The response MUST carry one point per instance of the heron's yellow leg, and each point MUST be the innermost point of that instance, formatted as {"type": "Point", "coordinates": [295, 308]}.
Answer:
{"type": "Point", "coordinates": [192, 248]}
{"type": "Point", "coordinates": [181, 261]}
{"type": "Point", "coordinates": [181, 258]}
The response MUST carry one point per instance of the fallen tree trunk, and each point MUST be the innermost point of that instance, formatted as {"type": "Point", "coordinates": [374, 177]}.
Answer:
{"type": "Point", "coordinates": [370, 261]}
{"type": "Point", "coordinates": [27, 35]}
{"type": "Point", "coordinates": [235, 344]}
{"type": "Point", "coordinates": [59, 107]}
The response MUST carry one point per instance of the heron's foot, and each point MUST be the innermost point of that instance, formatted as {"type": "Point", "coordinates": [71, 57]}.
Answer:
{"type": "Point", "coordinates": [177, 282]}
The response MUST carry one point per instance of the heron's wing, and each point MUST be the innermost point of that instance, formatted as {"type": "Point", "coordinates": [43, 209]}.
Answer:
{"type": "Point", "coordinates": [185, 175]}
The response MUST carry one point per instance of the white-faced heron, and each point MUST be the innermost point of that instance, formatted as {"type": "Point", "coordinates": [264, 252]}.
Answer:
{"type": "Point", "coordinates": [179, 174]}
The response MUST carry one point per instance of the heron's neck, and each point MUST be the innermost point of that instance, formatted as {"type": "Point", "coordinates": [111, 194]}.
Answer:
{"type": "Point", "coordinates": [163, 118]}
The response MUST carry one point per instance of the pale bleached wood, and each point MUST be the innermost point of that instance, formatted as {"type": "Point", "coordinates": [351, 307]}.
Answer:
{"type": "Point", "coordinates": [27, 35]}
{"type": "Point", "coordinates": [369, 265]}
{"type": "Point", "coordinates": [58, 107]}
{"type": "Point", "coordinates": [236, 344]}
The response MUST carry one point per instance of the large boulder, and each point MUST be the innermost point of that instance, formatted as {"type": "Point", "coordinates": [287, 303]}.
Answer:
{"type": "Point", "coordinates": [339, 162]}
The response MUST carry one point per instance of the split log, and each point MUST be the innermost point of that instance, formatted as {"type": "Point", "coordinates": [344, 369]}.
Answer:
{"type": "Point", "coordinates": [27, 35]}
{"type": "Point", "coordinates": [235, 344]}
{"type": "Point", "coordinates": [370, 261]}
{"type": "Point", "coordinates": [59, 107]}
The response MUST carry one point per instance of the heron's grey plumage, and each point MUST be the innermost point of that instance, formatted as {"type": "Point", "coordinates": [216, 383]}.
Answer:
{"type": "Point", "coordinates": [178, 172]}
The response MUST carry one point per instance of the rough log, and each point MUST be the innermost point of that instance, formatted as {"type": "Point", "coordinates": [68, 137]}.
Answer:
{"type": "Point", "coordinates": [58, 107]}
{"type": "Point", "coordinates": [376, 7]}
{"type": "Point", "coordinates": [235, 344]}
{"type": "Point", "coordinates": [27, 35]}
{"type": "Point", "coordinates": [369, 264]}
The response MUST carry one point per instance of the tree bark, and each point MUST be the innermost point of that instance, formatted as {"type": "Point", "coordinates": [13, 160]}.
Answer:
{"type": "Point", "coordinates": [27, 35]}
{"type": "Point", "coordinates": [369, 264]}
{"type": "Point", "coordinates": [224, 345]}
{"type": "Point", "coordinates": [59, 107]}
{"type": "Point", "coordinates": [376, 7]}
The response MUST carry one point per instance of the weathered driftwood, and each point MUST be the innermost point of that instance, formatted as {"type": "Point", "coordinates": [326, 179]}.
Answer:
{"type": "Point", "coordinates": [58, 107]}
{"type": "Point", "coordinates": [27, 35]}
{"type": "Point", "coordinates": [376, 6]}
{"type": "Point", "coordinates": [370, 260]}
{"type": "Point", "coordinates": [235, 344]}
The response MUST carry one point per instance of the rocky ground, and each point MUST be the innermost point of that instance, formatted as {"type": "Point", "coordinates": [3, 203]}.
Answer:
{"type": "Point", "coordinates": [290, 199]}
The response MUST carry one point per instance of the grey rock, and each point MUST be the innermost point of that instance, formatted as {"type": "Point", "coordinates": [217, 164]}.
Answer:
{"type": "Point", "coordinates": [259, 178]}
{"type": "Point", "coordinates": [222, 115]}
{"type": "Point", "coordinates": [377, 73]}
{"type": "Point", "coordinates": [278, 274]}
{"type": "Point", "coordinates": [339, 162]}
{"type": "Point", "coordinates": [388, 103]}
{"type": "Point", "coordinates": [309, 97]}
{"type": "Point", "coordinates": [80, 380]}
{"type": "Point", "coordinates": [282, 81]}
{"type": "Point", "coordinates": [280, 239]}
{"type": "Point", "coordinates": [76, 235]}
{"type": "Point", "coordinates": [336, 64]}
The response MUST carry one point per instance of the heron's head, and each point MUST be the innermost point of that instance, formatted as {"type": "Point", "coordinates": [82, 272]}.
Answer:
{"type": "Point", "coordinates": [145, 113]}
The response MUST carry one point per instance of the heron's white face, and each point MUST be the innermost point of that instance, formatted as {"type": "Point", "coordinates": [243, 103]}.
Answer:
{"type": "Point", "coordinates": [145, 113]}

- Problem requirements:
Look above for the line with "The response MUST carry one point per instance of the fallen"; retype exactly that line, every line after it up to the line with "of the white-faced", and that line too, nothing else.

- Written reply:
The response MUST carry one point per instance of the fallen tree trunk, and each point MUST be the innermost point of that instance, formatted as {"type": "Point", "coordinates": [374, 177]}.
Answer:
{"type": "Point", "coordinates": [370, 261]}
{"type": "Point", "coordinates": [27, 35]}
{"type": "Point", "coordinates": [235, 344]}
{"type": "Point", "coordinates": [59, 107]}
The response MUST carry one point per instance of the heron's foot, and each point MUST be the innermost point of that instance, formatted as {"type": "Point", "coordinates": [71, 57]}.
Answer:
{"type": "Point", "coordinates": [177, 282]}
The response MUST carry one point per instance of the heron's wing, and each point MUST be the innermost point of that instance, formatted as {"type": "Point", "coordinates": [43, 209]}.
Answer:
{"type": "Point", "coordinates": [185, 175]}
The response MUST carry one point per instance of the white-faced heron, and each point MUST be the innermost point of that instance, formatted as {"type": "Point", "coordinates": [264, 252]}.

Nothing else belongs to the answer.